### [Lista de tarefas]
1. Diga se cada afirmação concorda com o trecho sobre ética ambiental: (a) o artigo analisa a influência das teorias de ética ambiental na Constituição Federal de 1988; (b) segundo o texto, as novas interpretações já garantem plena efetividade ao direito ao meio ambiente ecologicamente equilibrado; (c) o artigo apresenta quatro visões éticas. Responda a cada uma com sim ou não e cite as palavras do trecho que decidem.
2. No trecho sobre ética ambiental, que caráter o resumo atribui ao direito ao meio ambiente ecologicamente equilibrado?

### [Trecho]
The anthropocentrism overcoming:
a necessary reconfiguration of human-nature interface

   


Diego Coimbra [*]


 

Resumo:
O presente artigo traça uma revisão acerca da ética ambiental e seus principais posicionamentos, trazendo uma análise crítica da influência de tais teorias na Constituição Federal de 1988, particularmente sob o prisma do direito ao meio ambiente ecologicamente equilibrado, como direito de caráter dúplice, intergeracional e fundamental. As visões antropocêntrica, sencientista, ecocêntrica e biocêntrica são apresentadas enquanto evolução do pensamento humano, revelando uma superação de paradigmas morais oriunda da histórica e imperiosa necessidade de reconfiguração da interface homem-natureza, onde a concepção da espécie humana como protagonista do mundo ao seu redor abre espaço para a ideia de que os demais elementos do ecossistema planetário possuem seu próprio valor intrínseco, em razão do papel fundamental que desempenham no meio ambiente, não mais na medida de sua utilidade para as aspirações humanas, malgrado a realidade revelar a carência de efetividade dessas novas interpretações no que diz respeito à experimentação plena do direito fundamental ao meio ambiente ecologicamente equilibrado.

Palavras-chave: Antropocentrismo, sencientismo, biocentrismo, ecocentrismo, ética ambiental, meio ambiente.

Abstract:
This article deals a review of the environmental ethics and its main positions, bringing a critical analysis about the influence of such theories in the 1988’s Federal Constitution, particularly in the light of the right to an ecologically balanced environment as duplicitous, intergenerational and fundamental right. The anthropocentric, sentientist, ecocentric and biocentric views are presented as evolution of human thought, revealing an overcoming of moral paradigms, arising from the historical and imperative need for reconfiguration of the human-nature interface, where the human species, as the protagonist of the whole world, makes room for the idea that the other elements of the planetary ecosystem have their own intrinsic value, due to the key role they play in the environment, no longer to the extent of their usefulness to human aspirations, in spite of the reality revealing the lack of effectiveness of these new concepts with regard to full trial of the fundamental right to an ecologically balanced environment.

Keywords: Anthropocentrism, sentientism, biocentrism, ecocentrism, environmental ethics, environment.

 

Introdução
O meio ambiente sadio constitui elemento indissociável da vida, melhor dizendo, é requisito indispensável da existência de qualquer forma de vida, dentre as quais, a vida humana.

Historicamente, os impactos negativos advindos da exploração dos espaços e recursos naturais por uma das espécies que compõem tal ecossistema -a espécie humana- revelam a posição de negação da subordinação que esta possui em relação ao sistema como um todo e o desprezo pelo necessário equilíbrio entre os processos destruidores e regeneradores do meio, condição fundamental para a manutenção da existência de qualquer espécie.

### [Material extraído]
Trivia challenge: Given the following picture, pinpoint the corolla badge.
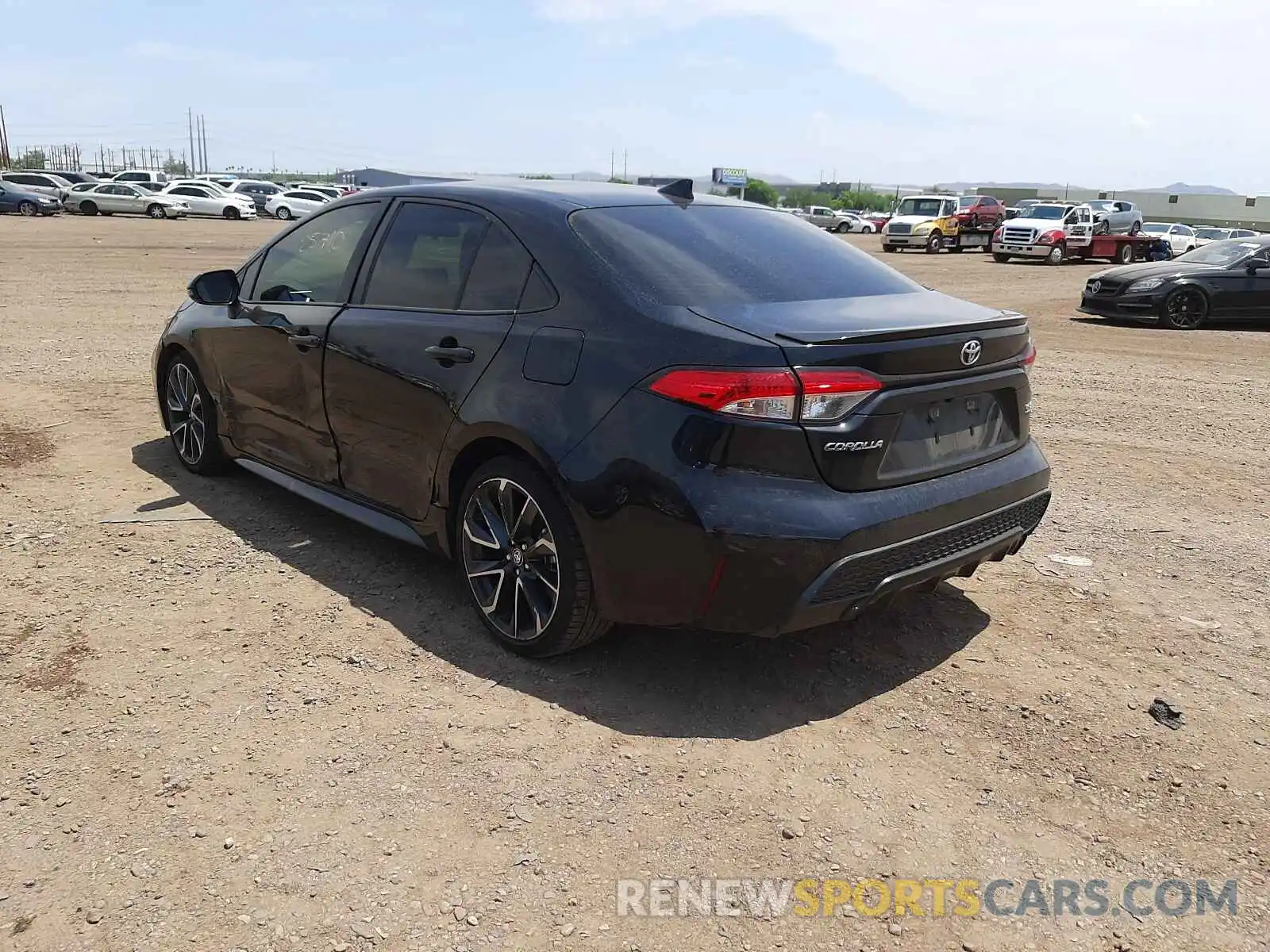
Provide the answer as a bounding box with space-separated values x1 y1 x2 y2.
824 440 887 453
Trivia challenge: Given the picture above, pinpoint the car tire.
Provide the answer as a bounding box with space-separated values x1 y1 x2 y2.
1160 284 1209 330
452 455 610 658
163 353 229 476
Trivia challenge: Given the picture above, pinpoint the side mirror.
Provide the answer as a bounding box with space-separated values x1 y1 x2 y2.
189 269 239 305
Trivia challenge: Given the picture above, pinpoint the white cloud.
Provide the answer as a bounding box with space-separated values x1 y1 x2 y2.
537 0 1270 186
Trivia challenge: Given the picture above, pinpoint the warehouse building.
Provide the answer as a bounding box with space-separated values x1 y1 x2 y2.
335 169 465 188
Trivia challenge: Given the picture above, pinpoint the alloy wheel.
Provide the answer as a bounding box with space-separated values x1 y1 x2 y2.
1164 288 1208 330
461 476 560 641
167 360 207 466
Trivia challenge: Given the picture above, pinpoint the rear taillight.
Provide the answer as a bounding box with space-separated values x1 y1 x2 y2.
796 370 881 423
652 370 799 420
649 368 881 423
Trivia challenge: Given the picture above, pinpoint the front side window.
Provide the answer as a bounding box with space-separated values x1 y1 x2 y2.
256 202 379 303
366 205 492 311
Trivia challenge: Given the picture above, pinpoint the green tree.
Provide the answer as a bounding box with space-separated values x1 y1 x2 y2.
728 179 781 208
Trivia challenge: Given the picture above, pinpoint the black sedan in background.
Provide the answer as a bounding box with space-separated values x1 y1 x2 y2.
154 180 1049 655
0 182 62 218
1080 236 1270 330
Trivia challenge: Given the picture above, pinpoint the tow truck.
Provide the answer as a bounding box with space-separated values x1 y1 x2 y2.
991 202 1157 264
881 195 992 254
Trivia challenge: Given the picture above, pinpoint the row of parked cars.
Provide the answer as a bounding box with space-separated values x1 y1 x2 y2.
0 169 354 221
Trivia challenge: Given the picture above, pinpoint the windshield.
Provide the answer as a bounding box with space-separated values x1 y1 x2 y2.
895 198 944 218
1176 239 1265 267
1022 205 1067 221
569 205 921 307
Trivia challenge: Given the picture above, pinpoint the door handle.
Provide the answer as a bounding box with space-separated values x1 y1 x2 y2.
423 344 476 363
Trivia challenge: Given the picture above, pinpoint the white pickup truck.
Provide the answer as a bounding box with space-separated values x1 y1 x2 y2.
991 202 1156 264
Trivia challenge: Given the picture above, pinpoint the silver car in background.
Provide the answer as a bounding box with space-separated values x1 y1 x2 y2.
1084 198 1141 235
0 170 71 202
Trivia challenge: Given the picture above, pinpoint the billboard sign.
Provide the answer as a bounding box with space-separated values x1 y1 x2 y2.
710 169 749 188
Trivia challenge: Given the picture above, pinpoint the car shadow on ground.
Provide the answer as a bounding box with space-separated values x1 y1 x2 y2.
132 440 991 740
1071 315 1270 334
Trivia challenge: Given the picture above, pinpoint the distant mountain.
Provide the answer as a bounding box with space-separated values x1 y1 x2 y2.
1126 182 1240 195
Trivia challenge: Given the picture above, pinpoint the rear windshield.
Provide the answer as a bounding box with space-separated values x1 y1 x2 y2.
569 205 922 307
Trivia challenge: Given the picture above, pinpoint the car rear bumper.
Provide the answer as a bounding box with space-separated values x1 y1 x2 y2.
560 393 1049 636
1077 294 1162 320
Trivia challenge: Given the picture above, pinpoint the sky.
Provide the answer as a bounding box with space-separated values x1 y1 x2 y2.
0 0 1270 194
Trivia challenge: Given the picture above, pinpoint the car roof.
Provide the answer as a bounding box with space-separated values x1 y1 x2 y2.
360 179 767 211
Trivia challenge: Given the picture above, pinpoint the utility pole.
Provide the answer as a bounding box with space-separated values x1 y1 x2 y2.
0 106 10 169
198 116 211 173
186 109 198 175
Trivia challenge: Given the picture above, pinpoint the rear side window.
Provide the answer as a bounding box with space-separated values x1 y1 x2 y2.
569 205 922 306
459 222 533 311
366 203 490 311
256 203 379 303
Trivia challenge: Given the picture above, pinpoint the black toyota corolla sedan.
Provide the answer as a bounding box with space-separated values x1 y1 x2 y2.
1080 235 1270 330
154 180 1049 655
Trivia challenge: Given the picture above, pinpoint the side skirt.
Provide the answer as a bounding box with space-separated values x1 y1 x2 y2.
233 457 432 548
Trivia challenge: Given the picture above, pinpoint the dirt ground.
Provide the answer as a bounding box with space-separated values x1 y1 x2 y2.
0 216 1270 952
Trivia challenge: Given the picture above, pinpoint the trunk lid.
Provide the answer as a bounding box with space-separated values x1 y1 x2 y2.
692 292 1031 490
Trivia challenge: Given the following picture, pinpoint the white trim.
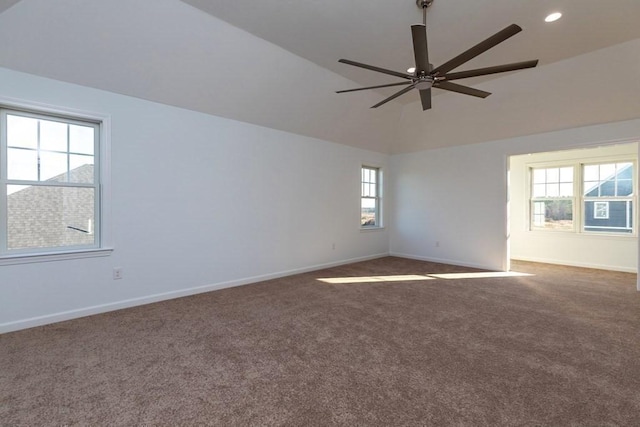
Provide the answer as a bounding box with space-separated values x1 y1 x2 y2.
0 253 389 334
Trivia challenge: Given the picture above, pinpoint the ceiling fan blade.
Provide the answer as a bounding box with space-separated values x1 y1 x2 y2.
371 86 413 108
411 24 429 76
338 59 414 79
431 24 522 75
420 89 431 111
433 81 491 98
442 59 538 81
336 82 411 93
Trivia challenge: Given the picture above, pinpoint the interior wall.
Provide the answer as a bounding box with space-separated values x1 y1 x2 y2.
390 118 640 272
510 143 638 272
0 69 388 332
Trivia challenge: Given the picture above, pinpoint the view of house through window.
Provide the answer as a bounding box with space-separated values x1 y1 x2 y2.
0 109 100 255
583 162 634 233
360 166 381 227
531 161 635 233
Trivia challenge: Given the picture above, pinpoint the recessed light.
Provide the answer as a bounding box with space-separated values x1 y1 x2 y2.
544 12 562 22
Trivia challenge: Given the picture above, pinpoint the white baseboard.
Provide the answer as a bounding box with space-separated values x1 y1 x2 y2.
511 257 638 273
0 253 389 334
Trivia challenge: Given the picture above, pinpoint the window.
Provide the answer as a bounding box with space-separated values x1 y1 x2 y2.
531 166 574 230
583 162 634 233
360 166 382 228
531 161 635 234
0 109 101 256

### [Resultados por tarefa]
1.
(a) Sim: "trazendo uma análise crítica da influência de tais teorias na Constituição Federal de 1988".
(b) Não: "malgrado a realidade revelar a carência de efetividade dessas novas interpretações".
(c) Sim: "As visões antropocêntrica, sencientista, ecocêntrica e biocêntrica são apresentadas enquanto evolução do pensamento humano".

2. Caráter dúplice, intergeracional e fundamental.